L'Arabie saoudite recevra les Jeux asiatiques d'hiver de 2029 à Neom. Une ambition du prince héritier Mohamed Ben Salmane qui entend faire de ce projet de mégalopole la vitrine d'un nouveau monde. Et pour ce faire, il ne lésine pas sur les moyens.

Décidément l’Arabie saoudite ne veut rien faire comme tout le monde : le pays organisera les Jeux asiatiques d’hiver en 2029 dans la province de Tabuk (nord-ouest), vaste étendue désertique où doit sortir de terre Neom, une mégalopole aux accents très futuristes. 

Malgré les doutes quant à la bonne tenue d’une compétition hivernale en plein désert saoudien, le directeur de Neom, Nadhmi al-Nasr, a affirmé que Trojena, la partie montagneuse de la région, serait dotée «des infrastructures adéquates pour créer une atmosphère hivernale au cœur du désert, et de faire de ces Jeux d’hiver un événement mondial sans précédent».

En juillet dernier, une vidéo mise en ligne par le prince héritier Mohammed Ben Salmane (MBS) montre le projet mégalomane du centre-ville. Grâce aux images de synthèse, on peut voir s’étendre The Line (le centre-ville) sur 170 kilomètres tout en abritant deux gratte-ciels massifs recouverts de miroirs. Deux immenses bâtiments effilés de 500 mètres de haut, placées parallèlement, formeront ainsi le centre de la ville, un projet estimé à plusieurs centaines de milliards de dollars.

Pour le financer, MBS a annoncé en juillet dernier la création du Neom Investment Fund, un fonds d’investissement de 80 milliards de dollars. Il a par ailleurs précisé que la société en charge de la gestion et du développement de Neom sera introduite à la Bourse de Ryad en 2024. De quoi attirer les investisseurs locaux et internationaux.

Un projet de 500 milliards de dollars

MBS a depuis longtemps entretenu cette ambition. Ce projet a été évoqué pour la première fois en 2017, et celui-ci en a fait rapidement son leitmotiv, l’intégrant à sa politique «vision 2030». En effet, le prince héritier cherche à diversifier l’économie saoudienne, à attirer des investisseurs étrangers, à prendre le contrepied de la vieille garde, et à marcher sur les plates-bandes de ses voisins émiratis et qataris qui veulent aussi le concurrencer. Pour MBS, Neom doit devenir la vitrine d’une Arabie saoudite 2.0. 

Le nom même de Neom renvoie à cette notion de modernité. Il associe aussi bien la nouveauté occidentale par le préfixe neo et orientale avec la dernière lettre m pour moustaqbal ou «avenir» en arabe. Après la ville du roi Abdallah, modestement nommée King Abdullah Economic City, sur le pourtour saoudien de la mer rouge, MBS veut également sa ville, bâtie à son image : le dirigeant trentenaire féru de nouvelles technologies (celui-ci aurait un penchant excessif notamment pour les jeux vidéos).

※ ※ ※

TÂCHE A
Dans le texte sur Neom, relevez tout ce que le prince héritier cherche à faire selon le paragraphe qui commence par « MBS a depuis longtemps ».
TÂCHE B
Présentez sous forme de liste le paragraphe du texte sur Neom qui débute par « Pour le financer », en conservant ses faits principaux.
TÂCHE C
Poursuivez le texte sur Neom à partir de sa dernière phrase.

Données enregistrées
※ ※ ※

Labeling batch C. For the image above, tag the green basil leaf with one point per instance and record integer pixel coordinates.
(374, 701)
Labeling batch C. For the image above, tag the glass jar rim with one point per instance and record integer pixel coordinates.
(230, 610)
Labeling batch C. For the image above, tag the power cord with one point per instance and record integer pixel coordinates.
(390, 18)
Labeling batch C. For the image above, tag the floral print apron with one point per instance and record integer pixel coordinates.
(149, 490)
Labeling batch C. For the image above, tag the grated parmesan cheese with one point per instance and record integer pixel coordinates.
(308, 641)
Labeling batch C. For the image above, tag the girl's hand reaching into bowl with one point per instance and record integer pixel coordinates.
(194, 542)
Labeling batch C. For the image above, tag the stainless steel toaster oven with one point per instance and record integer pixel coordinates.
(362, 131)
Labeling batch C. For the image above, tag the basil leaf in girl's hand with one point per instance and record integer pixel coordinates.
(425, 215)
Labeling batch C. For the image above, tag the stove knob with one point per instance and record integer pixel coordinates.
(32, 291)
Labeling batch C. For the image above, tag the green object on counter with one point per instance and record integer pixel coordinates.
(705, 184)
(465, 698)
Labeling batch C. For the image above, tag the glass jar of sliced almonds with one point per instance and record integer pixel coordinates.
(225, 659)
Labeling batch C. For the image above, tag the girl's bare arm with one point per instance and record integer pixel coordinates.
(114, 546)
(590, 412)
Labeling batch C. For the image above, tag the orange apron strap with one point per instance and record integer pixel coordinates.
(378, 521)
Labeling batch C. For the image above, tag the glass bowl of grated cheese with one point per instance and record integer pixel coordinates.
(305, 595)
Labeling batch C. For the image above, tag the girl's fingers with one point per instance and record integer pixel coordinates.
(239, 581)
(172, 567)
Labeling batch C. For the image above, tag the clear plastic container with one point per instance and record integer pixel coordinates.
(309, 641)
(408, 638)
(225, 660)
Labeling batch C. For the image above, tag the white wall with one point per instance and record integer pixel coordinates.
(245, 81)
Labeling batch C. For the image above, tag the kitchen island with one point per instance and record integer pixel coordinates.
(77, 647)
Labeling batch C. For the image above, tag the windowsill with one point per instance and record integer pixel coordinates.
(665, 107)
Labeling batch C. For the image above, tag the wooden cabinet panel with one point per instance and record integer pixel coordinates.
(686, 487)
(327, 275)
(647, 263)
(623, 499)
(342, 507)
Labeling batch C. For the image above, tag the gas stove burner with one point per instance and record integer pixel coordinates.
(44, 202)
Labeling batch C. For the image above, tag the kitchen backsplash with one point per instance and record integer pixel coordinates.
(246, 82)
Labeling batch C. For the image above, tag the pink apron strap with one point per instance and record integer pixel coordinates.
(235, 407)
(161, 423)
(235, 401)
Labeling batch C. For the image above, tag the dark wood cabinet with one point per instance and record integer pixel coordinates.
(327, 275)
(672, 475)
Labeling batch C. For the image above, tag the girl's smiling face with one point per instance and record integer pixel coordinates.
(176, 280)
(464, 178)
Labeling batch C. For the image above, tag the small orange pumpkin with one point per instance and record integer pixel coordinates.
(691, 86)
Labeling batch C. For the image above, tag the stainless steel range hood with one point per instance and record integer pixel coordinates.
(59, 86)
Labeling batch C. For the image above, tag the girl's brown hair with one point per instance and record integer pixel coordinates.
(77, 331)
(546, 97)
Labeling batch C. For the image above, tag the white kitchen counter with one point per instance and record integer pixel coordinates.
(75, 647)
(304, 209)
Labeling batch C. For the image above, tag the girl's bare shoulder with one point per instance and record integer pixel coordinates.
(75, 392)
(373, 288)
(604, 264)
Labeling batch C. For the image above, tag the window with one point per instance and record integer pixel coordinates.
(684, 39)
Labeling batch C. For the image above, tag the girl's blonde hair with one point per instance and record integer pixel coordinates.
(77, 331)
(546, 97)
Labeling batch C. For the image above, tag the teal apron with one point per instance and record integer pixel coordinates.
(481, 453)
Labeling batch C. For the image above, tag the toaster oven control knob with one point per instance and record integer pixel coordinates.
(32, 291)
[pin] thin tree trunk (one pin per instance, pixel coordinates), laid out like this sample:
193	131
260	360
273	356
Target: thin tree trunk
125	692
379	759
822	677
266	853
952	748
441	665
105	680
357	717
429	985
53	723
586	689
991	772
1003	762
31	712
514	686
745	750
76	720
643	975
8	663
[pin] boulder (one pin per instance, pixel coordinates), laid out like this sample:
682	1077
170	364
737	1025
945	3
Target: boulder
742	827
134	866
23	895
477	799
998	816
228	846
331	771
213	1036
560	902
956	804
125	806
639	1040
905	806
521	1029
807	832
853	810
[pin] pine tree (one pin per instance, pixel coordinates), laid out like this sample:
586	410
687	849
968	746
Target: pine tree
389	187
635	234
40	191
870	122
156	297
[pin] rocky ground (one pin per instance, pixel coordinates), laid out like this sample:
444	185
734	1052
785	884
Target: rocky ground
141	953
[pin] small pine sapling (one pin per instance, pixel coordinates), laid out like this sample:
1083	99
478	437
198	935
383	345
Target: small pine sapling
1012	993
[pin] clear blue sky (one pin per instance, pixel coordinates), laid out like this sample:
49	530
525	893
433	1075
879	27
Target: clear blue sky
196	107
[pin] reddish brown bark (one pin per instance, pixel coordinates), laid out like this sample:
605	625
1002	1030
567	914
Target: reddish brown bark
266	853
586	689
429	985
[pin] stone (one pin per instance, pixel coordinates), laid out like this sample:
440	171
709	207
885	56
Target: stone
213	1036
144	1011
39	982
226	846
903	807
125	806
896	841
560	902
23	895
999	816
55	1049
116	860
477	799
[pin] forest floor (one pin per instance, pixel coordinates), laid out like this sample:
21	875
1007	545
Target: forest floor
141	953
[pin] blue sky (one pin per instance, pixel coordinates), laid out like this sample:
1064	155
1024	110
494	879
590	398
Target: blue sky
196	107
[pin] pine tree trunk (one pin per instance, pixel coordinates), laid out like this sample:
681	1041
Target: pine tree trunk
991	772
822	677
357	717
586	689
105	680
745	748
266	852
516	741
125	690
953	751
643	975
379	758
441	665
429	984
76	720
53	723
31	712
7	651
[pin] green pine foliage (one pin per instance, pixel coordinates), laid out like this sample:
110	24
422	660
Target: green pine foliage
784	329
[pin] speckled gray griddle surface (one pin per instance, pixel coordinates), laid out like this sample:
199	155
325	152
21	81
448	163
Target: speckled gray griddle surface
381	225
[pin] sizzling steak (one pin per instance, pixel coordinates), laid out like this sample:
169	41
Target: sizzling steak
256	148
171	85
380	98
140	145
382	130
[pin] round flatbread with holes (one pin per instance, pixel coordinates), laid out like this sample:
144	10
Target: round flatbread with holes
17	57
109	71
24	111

※ ※ ※

RÉPONSE RÉDIGÉE A
- Diversifier l'économie saoudienne
- Attirer des investisseurs étrangers
- Prendre le contrepied de la vieille garde
- Marcher sur les plates-bandes de ses voisins émiratis et qataris qui veulent aussi le concurrencer

RÉPONSE RÉDIGÉE B
- En juillet dernier, MBS a annoncé la création du Neom Investment Fund, un fonds d'investissement de 80 milliards de dollars.
- La société chargée de la gestion et du développement de Neom sera introduite à la Bourse de Ryad en 2024.
- Le but est d'attirer les investisseurs locaux et internationaux.

RÉPONSE RÉDIGÉE C
Neom comprend trois parties : The Line le centre-ville, Oxagon la zone portuaire ultra-moderne en partie flottante, et Trojena la province montagneuse qui recevra les Jeux asiatiques d’hiver en 2029. Neom The Line pourra accueillir pas moins de neuf millions d’habitants d’ici 2045 et «n’aura ni voitures, ni route et émettra zéro émission de carbone» grâce à un réseau de transports en commun souterrain, annonçait MBS lors du lancement du projet le 10 janvier 2021. 

Sur le site internet de Neom, l’ambition est d’en faire «le projet le plus ambitieux du monde sur 10 000 milles [soit 25 900 kilomètres carrés]» que «ni le temps, ni l’histoire ne limitent». MBS précise aussi que Neom «compterait plus de robots que d’habitants». En outre, la ville pourrait être dotée d’une lune artificielle, de plages phosphorescentes, de taxis volants, ainsi que de majordomes robotisés. Le coût de la mégapole avoisine les 500 milliards de dollars.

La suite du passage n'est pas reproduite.